§ **TO BE DONE**
Nothing but the line with "Pick out the white sheep, placing" and the lines after it, through the end of the records below, is to be repeated, exactly as it is.

Records contained in a dataset
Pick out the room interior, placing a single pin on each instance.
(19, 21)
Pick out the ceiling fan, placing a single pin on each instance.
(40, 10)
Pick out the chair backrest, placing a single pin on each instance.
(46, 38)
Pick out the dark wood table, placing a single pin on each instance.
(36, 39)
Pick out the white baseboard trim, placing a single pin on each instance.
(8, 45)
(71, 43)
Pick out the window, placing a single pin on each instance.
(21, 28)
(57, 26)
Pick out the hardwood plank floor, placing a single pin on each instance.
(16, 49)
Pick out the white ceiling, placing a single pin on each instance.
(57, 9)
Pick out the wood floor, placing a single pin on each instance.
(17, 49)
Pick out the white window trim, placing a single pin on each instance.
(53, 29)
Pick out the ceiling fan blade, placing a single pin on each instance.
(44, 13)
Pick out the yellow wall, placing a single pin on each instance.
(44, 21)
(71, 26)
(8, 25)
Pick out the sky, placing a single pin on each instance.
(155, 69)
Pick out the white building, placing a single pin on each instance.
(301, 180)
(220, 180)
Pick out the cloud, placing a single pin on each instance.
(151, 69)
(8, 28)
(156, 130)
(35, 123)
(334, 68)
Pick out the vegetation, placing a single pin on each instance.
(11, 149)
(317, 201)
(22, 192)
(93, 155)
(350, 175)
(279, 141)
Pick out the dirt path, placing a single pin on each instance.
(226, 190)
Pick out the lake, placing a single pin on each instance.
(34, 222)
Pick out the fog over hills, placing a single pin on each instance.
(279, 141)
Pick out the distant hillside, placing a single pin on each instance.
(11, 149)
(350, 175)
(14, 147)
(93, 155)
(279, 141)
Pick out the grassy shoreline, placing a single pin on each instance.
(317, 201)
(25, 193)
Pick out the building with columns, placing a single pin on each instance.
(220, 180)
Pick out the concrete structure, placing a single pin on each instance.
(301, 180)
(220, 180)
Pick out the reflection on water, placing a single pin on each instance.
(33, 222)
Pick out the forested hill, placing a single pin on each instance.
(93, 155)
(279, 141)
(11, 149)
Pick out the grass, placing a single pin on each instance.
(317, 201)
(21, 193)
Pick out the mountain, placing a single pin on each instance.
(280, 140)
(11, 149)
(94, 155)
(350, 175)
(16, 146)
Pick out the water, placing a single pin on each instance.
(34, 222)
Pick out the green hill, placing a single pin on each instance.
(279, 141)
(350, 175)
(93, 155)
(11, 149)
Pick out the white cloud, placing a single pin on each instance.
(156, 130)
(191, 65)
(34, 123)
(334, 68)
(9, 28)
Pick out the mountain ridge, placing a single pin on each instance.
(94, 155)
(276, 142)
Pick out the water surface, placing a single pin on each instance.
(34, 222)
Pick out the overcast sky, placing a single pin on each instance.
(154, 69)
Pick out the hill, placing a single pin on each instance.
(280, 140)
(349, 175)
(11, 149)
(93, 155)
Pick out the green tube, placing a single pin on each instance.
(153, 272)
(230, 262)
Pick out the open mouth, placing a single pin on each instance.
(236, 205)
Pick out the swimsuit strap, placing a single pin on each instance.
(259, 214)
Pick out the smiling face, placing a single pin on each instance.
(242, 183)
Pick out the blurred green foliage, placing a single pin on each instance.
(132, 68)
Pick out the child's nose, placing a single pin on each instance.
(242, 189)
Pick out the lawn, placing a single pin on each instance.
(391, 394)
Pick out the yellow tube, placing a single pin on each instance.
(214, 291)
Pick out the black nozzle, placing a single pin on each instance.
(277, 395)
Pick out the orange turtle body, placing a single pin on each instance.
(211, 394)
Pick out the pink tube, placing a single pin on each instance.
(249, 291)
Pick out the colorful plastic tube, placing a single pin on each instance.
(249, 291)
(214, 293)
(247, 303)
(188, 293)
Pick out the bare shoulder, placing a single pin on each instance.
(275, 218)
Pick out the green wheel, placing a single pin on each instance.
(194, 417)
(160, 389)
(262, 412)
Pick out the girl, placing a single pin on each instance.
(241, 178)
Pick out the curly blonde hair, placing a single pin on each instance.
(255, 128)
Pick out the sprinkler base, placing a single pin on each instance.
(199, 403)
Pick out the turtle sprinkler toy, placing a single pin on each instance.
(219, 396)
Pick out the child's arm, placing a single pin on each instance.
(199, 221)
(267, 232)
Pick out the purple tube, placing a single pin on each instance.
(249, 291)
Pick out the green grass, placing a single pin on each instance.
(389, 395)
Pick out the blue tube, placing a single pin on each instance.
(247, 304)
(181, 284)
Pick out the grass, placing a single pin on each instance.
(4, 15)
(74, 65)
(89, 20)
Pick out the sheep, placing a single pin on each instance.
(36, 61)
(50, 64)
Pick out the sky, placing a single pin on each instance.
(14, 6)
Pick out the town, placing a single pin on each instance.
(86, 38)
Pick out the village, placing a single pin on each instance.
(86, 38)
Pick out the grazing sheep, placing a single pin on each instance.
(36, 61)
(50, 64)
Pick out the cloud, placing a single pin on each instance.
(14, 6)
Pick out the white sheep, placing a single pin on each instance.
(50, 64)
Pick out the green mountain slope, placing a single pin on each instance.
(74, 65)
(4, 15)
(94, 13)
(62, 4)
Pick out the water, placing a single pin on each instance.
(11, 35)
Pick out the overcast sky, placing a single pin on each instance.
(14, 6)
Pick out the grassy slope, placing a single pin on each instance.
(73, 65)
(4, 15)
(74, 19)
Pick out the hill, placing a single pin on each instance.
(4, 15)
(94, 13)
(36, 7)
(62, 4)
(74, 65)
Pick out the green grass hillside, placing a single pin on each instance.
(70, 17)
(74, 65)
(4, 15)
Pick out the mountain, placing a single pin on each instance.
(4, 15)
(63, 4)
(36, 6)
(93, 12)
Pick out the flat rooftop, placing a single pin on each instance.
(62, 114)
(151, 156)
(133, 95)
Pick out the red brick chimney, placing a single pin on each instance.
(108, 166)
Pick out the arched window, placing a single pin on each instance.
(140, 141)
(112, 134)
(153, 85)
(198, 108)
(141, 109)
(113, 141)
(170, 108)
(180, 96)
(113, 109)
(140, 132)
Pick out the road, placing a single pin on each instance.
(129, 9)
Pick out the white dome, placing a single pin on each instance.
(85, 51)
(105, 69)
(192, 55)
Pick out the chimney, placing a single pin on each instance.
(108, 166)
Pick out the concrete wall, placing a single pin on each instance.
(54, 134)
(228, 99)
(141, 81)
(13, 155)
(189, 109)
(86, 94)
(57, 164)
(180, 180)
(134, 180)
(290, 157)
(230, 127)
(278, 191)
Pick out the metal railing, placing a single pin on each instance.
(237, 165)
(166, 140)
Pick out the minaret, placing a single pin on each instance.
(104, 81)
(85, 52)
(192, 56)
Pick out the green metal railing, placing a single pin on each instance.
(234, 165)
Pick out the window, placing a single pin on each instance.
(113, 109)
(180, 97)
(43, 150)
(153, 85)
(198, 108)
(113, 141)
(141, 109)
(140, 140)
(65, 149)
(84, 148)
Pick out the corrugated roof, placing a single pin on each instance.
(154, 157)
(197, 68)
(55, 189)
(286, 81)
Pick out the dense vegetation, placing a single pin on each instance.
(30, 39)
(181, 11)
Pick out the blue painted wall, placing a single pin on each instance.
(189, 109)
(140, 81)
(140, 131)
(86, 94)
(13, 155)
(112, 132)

§ **TASK RESULT**
Pick out the white sheep, placing a single pin on each instance.
(50, 64)
Pick out the green mountain slope, placing a single pin on each instance.
(74, 65)
(4, 15)
(94, 13)
(62, 4)
Pick out the water, placing a single pin on each instance.
(11, 35)
Pick out the overcast sky, placing a single pin on each instance.
(14, 6)
Pick out the grassy slope, placing a single pin on each instance.
(73, 65)
(4, 15)
(74, 19)
Pick out the hill, placing a single pin on each instance.
(4, 15)
(94, 13)
(36, 7)
(62, 4)
(74, 65)
Pick out the green grass hillside, placing a single pin on each instance.
(70, 17)
(74, 65)
(4, 15)
Pick out the mountain, placing a single pin on each instance.
(4, 15)
(63, 4)
(36, 6)
(93, 12)
Pick out the flat rooftop, placing a single pin on each instance.
(62, 114)
(151, 156)
(133, 95)
Pick out the red brick chimney, placing a single pin on each instance.
(108, 166)
Pick out the arched window, placing a single pin on each instance.
(140, 141)
(112, 134)
(153, 85)
(198, 108)
(141, 109)
(113, 141)
(170, 108)
(180, 96)
(113, 109)
(140, 132)
Pick out the road, placing a single pin on each instance.
(129, 9)
Pick out the white dome, placing a single pin on each instance.
(85, 51)
(105, 69)
(192, 55)
Pick out the chimney, placing a single pin on each instance.
(108, 166)
Pick out the concrete wall, placing a single pin on each instance.
(54, 134)
(228, 99)
(141, 81)
(13, 155)
(189, 109)
(86, 94)
(57, 164)
(180, 180)
(134, 180)
(290, 157)
(230, 127)
(278, 191)
Pick out the metal railing, placing a single pin on each instance.
(237, 165)
(166, 140)
Pick out the minaret, placing a single pin on each instance.
(104, 81)
(85, 52)
(192, 56)
Pick out the green metal railing, placing a single pin on each instance.
(234, 165)
Pick out the window, placing a single pin on each instance.
(113, 109)
(180, 97)
(43, 150)
(153, 85)
(198, 108)
(113, 141)
(141, 109)
(140, 140)
(65, 149)
(84, 148)
Pick out the corrugated roof, placing a single pin on each instance.
(154, 157)
(197, 68)
(55, 189)
(286, 81)
Pick out the dense vegetation, placing a single pin on each instance.
(30, 39)
(181, 11)
Pick out the blue painted wall, placing a single pin on each instance.
(189, 109)
(140, 81)
(140, 131)
(86, 94)
(13, 155)
(112, 132)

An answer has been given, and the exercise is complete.